## BEGIN Exercise inputs
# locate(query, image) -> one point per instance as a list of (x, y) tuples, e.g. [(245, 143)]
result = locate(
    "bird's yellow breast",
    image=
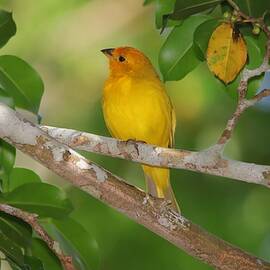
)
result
[(139, 109)]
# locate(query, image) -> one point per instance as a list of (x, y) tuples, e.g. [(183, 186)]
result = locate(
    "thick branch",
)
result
[(208, 161), (32, 220), (113, 191)]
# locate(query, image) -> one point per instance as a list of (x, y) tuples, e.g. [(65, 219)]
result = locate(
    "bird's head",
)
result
[(127, 61)]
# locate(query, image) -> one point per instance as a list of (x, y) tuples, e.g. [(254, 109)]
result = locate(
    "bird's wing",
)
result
[(173, 125)]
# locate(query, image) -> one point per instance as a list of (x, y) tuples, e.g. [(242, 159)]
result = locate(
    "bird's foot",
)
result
[(134, 143), (147, 200)]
## END Exercise inputs
- To be done
Rewrite the lines starting at the one containing "e.g. [(65, 219)]" and ending at the one containing "[(127, 61)]", replacing "bird's head" with "bird's beak" and changing nothing else.

- Result for this task
# locate(query, image) -> one point per instance as a list of (x, y) tuples, e.g. [(65, 219)]
result = locate(
    "bird's beak",
)
result
[(127, 61)]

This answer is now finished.